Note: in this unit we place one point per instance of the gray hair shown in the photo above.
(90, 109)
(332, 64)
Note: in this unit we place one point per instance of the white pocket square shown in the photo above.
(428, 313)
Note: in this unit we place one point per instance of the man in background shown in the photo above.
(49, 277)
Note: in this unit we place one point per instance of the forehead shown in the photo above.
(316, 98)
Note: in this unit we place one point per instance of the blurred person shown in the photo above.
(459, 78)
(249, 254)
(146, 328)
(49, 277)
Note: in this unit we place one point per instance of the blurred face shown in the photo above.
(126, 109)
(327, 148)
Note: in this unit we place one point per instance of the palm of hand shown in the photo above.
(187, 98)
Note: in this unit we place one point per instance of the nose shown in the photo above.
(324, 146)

...

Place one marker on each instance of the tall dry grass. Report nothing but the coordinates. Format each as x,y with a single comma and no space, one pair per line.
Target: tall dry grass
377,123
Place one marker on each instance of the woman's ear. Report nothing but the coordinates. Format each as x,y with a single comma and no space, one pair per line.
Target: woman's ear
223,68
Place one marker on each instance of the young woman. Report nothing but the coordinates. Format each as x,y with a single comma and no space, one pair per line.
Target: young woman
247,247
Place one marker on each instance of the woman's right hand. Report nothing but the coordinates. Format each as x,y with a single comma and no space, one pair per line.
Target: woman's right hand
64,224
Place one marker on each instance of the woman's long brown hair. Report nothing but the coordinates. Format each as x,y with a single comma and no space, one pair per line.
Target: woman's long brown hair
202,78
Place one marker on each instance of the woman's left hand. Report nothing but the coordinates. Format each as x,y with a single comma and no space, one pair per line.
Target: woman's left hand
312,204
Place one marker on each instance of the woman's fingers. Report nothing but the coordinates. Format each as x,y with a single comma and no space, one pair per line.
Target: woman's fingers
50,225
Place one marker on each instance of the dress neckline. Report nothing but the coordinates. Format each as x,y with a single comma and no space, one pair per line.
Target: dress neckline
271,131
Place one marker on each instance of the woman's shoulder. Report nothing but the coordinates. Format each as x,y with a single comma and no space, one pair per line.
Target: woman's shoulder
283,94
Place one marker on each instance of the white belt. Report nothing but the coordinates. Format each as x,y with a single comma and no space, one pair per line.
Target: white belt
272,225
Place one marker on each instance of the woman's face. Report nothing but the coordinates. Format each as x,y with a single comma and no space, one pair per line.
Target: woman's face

● What to work on: Reproduce the records above exactly, from the line with "Place one marker on each instance of the woman's shoulder." up to and including the line with "Target: woman's face".

● Expected output:
Place one marker on each instance of the woman's shoulder. Report nothing but the coordinates. Format each as x,y with a single comma and no space, one pair per line.
Target: woman's shoulder
283,94
Place one marker on each instance of the white belt. Report nothing but the coordinates. Format each as x,y with a single comma and no space, one pair per line.
Target: white belt
272,225
Place one marker on each instance of the woman's face. Report nothing but the coordinates. Format each as x,y with a single comma and no space, one pair per line.
Target: woman's face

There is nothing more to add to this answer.